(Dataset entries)
- Opening Delimiter -

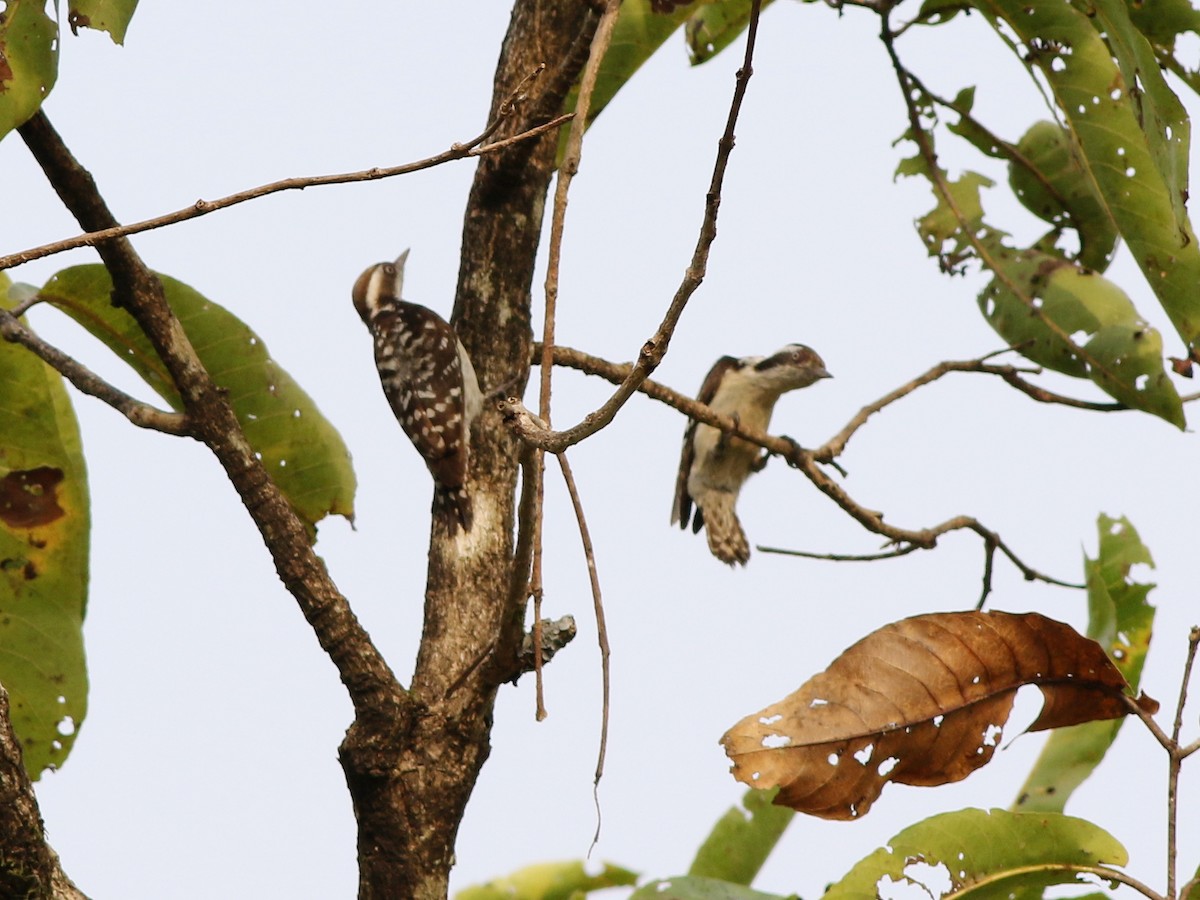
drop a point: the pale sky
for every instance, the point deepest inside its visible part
(208, 763)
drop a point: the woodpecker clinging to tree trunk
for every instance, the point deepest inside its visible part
(715, 465)
(429, 381)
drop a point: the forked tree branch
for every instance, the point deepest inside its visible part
(473, 148)
(369, 681)
(655, 348)
(529, 427)
(88, 382)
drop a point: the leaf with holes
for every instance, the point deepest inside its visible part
(1081, 324)
(111, 16)
(1131, 129)
(300, 449)
(1049, 180)
(988, 856)
(922, 701)
(715, 25)
(45, 516)
(29, 60)
(1120, 619)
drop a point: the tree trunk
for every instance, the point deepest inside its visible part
(409, 796)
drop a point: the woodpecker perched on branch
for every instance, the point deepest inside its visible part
(429, 381)
(715, 465)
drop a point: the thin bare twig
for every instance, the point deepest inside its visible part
(531, 429)
(1175, 763)
(655, 348)
(601, 631)
(841, 557)
(475, 147)
(88, 382)
(598, 51)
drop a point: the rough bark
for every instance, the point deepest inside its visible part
(475, 593)
(411, 757)
(28, 865)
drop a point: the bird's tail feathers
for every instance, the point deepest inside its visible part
(726, 539)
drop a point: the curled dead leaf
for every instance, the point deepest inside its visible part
(922, 701)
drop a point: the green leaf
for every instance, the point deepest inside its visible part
(1048, 179)
(550, 881)
(1162, 21)
(1131, 370)
(636, 36)
(111, 16)
(693, 888)
(29, 60)
(1132, 130)
(990, 856)
(300, 449)
(742, 839)
(715, 25)
(945, 223)
(1081, 324)
(1121, 621)
(45, 526)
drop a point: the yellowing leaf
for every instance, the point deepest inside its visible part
(300, 449)
(45, 526)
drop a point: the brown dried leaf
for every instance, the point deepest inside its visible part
(922, 701)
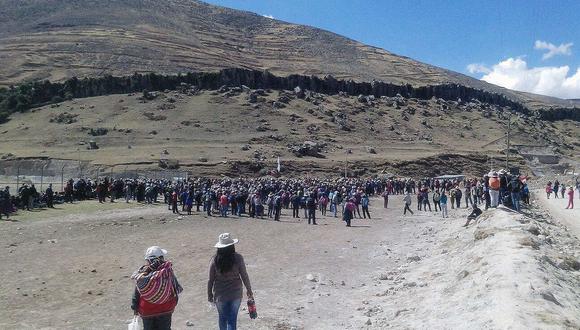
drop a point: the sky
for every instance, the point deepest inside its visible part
(527, 45)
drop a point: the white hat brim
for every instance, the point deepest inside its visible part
(219, 245)
(163, 251)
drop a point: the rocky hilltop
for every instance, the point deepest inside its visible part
(59, 39)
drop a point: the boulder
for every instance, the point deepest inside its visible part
(299, 92)
(307, 148)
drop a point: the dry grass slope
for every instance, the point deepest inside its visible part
(58, 39)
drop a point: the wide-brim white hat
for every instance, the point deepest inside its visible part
(155, 252)
(225, 240)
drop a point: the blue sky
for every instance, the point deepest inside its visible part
(455, 34)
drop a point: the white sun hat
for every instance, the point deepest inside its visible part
(155, 252)
(225, 240)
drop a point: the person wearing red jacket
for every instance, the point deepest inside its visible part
(570, 198)
(156, 291)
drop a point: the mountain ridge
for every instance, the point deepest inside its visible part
(58, 39)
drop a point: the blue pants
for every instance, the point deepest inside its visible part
(516, 201)
(162, 322)
(228, 313)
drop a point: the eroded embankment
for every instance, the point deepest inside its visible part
(508, 270)
(473, 164)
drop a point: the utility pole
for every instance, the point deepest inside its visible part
(508, 142)
(348, 151)
(80, 167)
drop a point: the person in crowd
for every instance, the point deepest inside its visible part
(295, 201)
(347, 215)
(437, 200)
(189, 202)
(443, 204)
(452, 197)
(156, 290)
(311, 206)
(365, 206)
(49, 193)
(474, 214)
(223, 205)
(323, 203)
(548, 189)
(408, 200)
(174, 200)
(468, 199)
(570, 198)
(425, 199)
(515, 188)
(419, 200)
(494, 185)
(385, 198)
(458, 195)
(277, 207)
(227, 273)
(5, 203)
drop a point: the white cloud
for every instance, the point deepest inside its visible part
(477, 68)
(514, 73)
(553, 50)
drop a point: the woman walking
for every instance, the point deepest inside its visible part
(227, 272)
(156, 291)
(443, 205)
(570, 198)
(348, 213)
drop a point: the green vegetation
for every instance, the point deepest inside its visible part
(30, 95)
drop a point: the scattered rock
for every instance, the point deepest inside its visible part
(533, 229)
(547, 295)
(64, 118)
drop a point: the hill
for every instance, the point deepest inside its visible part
(59, 39)
(236, 131)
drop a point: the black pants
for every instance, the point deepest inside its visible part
(366, 212)
(296, 211)
(157, 323)
(277, 212)
(312, 216)
(407, 208)
(437, 204)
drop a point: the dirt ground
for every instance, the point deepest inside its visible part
(70, 269)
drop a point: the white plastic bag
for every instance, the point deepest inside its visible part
(134, 325)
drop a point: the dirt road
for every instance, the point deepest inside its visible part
(72, 271)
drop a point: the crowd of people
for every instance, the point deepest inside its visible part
(560, 188)
(268, 197)
(157, 289)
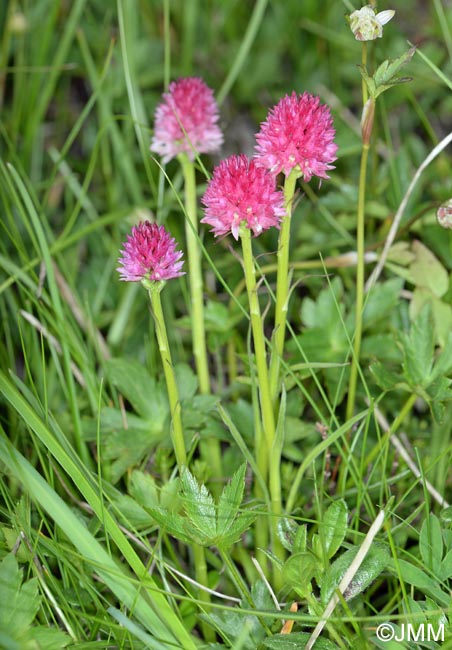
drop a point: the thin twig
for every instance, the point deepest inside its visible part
(39, 327)
(408, 460)
(348, 577)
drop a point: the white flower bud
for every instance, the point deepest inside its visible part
(366, 25)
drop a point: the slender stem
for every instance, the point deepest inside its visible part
(282, 287)
(177, 434)
(258, 338)
(360, 243)
(210, 448)
(263, 452)
(199, 556)
(363, 64)
(195, 275)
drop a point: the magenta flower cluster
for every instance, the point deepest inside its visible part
(298, 134)
(186, 120)
(240, 191)
(149, 254)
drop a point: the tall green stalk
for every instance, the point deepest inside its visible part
(282, 288)
(263, 451)
(367, 122)
(211, 447)
(177, 434)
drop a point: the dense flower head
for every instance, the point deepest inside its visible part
(240, 191)
(149, 254)
(298, 134)
(186, 120)
(367, 25)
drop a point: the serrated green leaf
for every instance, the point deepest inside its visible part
(414, 576)
(187, 382)
(418, 347)
(386, 72)
(240, 525)
(171, 523)
(386, 379)
(299, 570)
(431, 543)
(333, 528)
(199, 505)
(230, 501)
(427, 271)
(19, 602)
(381, 301)
(446, 567)
(373, 564)
(296, 640)
(287, 530)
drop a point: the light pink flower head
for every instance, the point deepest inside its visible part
(186, 120)
(149, 254)
(298, 134)
(241, 191)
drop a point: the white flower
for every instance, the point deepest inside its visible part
(366, 25)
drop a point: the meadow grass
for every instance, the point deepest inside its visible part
(342, 519)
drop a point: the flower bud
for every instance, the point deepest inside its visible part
(444, 214)
(366, 25)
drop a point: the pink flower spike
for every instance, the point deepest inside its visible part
(186, 120)
(149, 254)
(298, 134)
(241, 191)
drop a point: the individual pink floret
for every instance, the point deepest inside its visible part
(149, 253)
(186, 120)
(241, 191)
(298, 133)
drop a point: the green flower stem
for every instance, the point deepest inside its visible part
(211, 448)
(177, 434)
(263, 451)
(268, 420)
(360, 243)
(282, 287)
(241, 586)
(199, 556)
(363, 64)
(195, 275)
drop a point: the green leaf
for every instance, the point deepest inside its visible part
(187, 382)
(19, 603)
(373, 564)
(333, 528)
(418, 347)
(427, 271)
(230, 501)
(431, 544)
(445, 571)
(299, 570)
(175, 525)
(414, 576)
(199, 505)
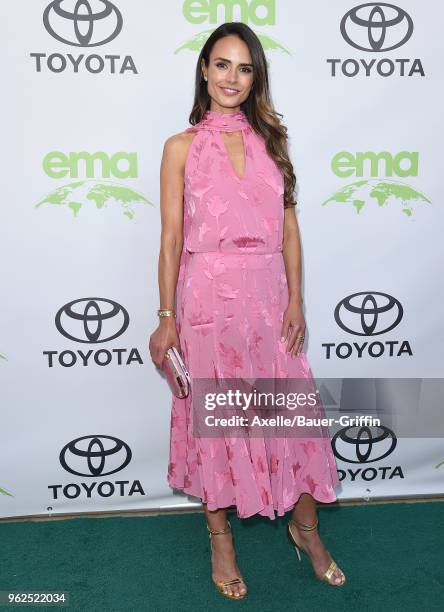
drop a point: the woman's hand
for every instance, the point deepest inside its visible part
(162, 339)
(294, 323)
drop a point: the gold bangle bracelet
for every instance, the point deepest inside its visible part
(166, 312)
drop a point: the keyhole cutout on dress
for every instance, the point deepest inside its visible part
(235, 151)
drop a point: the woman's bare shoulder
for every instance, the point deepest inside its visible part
(178, 144)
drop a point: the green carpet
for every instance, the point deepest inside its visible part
(391, 554)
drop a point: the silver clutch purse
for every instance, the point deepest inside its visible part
(176, 373)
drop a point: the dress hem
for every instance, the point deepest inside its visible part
(262, 511)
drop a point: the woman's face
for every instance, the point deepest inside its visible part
(229, 73)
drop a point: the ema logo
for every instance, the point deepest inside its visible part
(101, 193)
(368, 313)
(376, 27)
(382, 191)
(253, 12)
(83, 23)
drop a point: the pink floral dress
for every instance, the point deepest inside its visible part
(230, 299)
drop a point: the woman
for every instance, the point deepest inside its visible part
(230, 257)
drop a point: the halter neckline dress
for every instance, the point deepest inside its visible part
(230, 298)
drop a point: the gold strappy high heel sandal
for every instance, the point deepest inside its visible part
(222, 585)
(328, 575)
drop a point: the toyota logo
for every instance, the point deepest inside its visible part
(364, 446)
(368, 313)
(92, 320)
(95, 456)
(376, 26)
(82, 26)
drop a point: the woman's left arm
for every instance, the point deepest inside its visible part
(293, 320)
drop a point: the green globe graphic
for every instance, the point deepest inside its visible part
(379, 192)
(74, 195)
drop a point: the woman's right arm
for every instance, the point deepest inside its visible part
(171, 241)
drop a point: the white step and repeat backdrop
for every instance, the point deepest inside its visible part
(92, 91)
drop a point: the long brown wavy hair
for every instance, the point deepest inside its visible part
(258, 107)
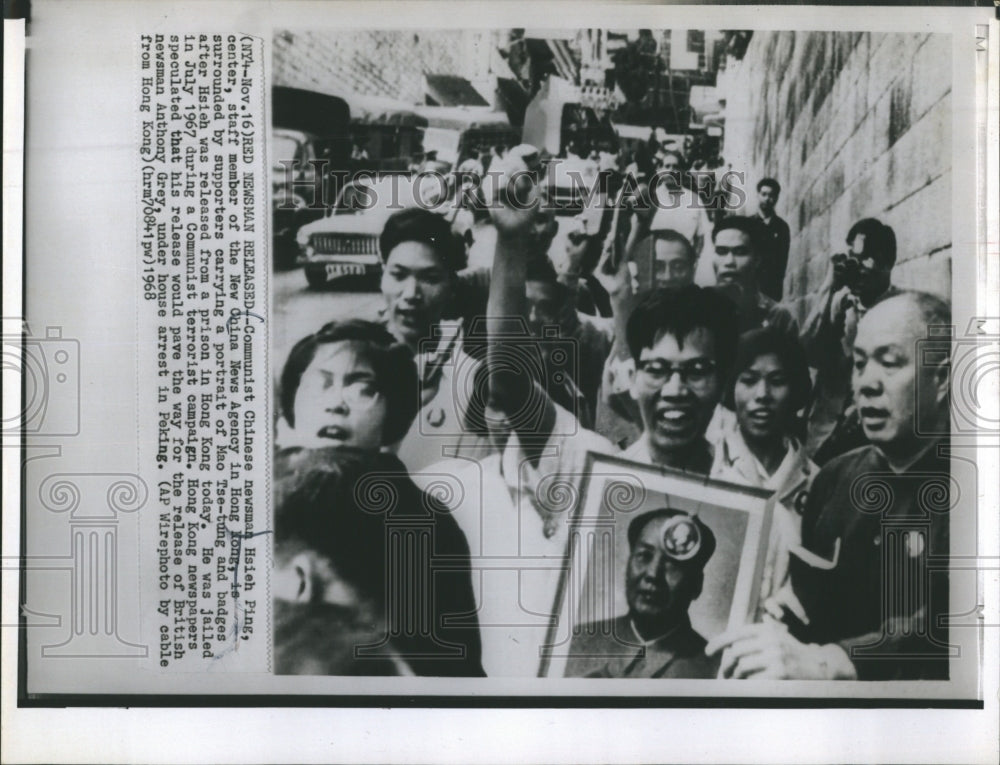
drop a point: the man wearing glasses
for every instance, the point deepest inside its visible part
(682, 341)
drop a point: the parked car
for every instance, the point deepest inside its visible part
(345, 241)
(310, 138)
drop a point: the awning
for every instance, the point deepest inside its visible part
(562, 58)
(452, 90)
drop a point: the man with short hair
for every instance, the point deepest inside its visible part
(863, 602)
(572, 378)
(668, 550)
(776, 240)
(675, 207)
(736, 263)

- Closing Delimiter -

*Problem details*
Only exact lines belong in the answer: those from the beginning of the entries above through the line holding "drop a point: the rough bark", with no pictures.

*The answer*
drop a point: the pale sky
for every instance, the point deepest inside its visible part
(208, 763)
drop a point: the woodpecker clinging to tree trunk
for every instance, the point deepest inside its visible part
(715, 465)
(429, 381)
drop a point: the forked tree branch
for every instance, the point deepest inside its visible part
(473, 148)
(369, 681)
(655, 348)
(529, 427)
(88, 382)
drop a point: the leaf with holes
for every instance, the point deepest inside its visible part
(1081, 324)
(111, 16)
(1131, 129)
(300, 449)
(1049, 180)
(988, 856)
(922, 701)
(715, 25)
(45, 516)
(29, 60)
(1120, 619)
drop a point: the tree trunk
for every instance, the point deepest inside its visible part
(409, 796)
drop a point: the woodpecker perched on branch
for every instance, the point deepest inside its visible part
(429, 381)
(715, 465)
drop a point: the thin bare twig
for every instance, the point deepest inside its visible part
(531, 429)
(1175, 763)
(655, 348)
(601, 631)
(841, 557)
(475, 147)
(88, 382)
(598, 51)
drop a point: the rough bark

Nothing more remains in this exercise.